● Task description:
Scan the records below. List lines holding "then".
*** Opening of Material shown ***
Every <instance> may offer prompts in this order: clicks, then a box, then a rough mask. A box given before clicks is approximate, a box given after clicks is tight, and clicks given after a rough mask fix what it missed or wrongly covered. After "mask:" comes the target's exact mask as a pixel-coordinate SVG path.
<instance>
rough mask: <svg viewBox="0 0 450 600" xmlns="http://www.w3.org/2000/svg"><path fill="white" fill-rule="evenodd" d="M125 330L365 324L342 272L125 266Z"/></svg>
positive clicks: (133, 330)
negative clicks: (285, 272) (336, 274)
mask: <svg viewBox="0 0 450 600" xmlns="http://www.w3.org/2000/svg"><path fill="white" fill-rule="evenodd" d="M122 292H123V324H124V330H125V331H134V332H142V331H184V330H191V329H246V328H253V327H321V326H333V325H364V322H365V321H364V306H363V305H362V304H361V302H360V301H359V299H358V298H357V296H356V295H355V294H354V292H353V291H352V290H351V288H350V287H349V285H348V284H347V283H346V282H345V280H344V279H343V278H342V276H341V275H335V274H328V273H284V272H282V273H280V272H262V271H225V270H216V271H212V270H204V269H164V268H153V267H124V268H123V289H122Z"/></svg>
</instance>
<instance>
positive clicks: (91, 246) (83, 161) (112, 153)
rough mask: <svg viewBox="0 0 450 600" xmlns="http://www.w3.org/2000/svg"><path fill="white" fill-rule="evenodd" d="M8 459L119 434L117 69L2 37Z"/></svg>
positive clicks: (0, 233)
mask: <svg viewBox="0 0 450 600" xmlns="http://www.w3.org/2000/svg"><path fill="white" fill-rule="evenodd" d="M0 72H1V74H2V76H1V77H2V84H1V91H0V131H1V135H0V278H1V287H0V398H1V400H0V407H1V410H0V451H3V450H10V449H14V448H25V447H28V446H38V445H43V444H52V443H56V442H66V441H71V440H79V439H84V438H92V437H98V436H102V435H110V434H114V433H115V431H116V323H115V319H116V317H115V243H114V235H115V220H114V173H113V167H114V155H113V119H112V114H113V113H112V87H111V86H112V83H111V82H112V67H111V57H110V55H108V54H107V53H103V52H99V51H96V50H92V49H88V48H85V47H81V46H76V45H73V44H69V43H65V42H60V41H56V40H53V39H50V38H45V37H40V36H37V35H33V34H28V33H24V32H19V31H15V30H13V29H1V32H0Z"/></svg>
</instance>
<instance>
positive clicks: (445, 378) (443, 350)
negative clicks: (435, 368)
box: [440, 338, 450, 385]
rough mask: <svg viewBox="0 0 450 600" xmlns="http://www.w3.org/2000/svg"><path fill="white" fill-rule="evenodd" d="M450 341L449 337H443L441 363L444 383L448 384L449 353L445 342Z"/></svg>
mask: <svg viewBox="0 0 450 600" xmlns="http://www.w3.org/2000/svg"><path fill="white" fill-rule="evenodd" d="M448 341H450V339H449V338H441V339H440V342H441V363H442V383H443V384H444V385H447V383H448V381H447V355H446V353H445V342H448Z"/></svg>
*** Close of Material shown ***
*** Opening of Material shown ***
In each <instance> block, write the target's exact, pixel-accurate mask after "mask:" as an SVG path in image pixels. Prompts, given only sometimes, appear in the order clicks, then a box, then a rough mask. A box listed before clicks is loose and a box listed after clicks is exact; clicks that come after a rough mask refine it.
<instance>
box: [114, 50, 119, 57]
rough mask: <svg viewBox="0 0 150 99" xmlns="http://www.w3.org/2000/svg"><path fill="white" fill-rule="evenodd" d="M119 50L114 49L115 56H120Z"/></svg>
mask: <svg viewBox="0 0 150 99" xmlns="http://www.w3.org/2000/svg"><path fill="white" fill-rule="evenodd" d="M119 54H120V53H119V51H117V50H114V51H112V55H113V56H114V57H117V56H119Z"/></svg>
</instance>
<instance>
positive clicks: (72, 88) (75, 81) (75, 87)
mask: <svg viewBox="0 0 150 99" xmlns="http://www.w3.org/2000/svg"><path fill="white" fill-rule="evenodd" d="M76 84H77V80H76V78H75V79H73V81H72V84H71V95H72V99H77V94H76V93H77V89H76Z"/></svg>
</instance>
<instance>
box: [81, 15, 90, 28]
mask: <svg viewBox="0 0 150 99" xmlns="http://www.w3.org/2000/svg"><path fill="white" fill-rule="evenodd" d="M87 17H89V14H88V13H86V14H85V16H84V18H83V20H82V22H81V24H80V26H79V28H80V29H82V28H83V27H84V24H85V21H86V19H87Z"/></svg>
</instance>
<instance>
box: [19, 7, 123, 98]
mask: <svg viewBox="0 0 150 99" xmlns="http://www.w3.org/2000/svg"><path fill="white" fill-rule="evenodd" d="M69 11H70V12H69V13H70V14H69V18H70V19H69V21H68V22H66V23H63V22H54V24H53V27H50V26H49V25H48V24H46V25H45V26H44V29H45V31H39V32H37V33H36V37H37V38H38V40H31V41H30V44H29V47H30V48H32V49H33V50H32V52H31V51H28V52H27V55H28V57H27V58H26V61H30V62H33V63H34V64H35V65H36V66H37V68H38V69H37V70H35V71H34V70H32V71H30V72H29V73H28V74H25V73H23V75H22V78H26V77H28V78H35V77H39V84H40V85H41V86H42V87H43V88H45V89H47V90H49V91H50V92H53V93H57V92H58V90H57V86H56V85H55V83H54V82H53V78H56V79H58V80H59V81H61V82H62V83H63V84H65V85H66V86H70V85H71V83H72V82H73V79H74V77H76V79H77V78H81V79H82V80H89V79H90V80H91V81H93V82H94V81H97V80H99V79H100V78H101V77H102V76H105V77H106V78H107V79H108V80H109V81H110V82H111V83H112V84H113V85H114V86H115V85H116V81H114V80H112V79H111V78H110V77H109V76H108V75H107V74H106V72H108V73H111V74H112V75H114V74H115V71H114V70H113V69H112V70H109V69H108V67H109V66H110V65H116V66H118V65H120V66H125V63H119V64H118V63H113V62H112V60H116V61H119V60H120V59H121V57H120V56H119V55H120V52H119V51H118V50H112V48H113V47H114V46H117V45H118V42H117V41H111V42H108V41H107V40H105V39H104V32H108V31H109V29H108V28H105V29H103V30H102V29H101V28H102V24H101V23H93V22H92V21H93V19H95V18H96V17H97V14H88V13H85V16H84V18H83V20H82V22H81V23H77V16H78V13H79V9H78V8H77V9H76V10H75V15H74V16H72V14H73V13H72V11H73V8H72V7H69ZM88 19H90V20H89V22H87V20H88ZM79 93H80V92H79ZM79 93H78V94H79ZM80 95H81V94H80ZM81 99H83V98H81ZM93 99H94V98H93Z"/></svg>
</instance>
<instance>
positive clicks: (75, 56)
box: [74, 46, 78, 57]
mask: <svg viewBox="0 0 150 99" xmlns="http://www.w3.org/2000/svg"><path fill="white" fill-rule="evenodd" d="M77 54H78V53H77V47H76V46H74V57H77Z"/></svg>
*** Close of Material shown ***
● Solution:
Every <instance> may offer prompts in this order: clicks, then a box, then a rough mask. A box given before clicks is approximate, a box given after clicks is tight, and clicks given after a rough mask fix what it missed or wrongly covered. After "mask:" comes the target's exact mask as a pixel-coordinate SVG path.
In each <instance> block, write the target's exact, pixel-accurate mask after "mask:" as an SVG path in image pixels. Prompts, given only sometimes, appear in the order clicks, then a box, then a rough mask. A box listed before clicks is loose and a box listed after clicks is exact; clicks that come after a rough mask refine it.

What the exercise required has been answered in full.